## [Instructions to follow]
Pick out the lines below that include the string "lamp".

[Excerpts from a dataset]
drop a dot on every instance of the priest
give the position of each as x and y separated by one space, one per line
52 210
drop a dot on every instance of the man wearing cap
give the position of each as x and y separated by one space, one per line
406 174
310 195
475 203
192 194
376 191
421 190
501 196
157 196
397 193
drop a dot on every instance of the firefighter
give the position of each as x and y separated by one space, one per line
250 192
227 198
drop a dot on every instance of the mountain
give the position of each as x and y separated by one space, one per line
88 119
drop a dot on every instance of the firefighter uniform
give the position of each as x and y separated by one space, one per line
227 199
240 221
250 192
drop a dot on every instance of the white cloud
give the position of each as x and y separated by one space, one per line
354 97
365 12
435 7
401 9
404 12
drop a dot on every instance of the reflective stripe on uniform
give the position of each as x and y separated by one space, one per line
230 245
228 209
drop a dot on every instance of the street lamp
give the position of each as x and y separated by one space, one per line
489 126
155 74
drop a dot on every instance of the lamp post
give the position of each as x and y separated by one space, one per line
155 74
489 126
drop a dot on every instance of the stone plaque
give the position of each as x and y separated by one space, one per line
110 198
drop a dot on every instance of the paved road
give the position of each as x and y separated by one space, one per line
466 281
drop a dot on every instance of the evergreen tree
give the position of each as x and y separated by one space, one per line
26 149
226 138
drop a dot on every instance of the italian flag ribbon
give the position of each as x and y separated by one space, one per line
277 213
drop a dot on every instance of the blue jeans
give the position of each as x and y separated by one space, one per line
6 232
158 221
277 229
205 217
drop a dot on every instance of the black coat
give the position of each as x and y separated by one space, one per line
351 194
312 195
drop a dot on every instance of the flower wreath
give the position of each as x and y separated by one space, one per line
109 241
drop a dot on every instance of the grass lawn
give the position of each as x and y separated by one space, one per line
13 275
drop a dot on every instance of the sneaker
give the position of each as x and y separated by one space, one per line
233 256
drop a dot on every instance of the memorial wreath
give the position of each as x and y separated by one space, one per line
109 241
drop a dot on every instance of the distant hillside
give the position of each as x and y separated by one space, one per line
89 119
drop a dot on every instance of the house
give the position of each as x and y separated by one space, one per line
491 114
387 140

## [Answer section]
drop a dot on every instance of the street lamp
drop a dot on every instance of the lamp post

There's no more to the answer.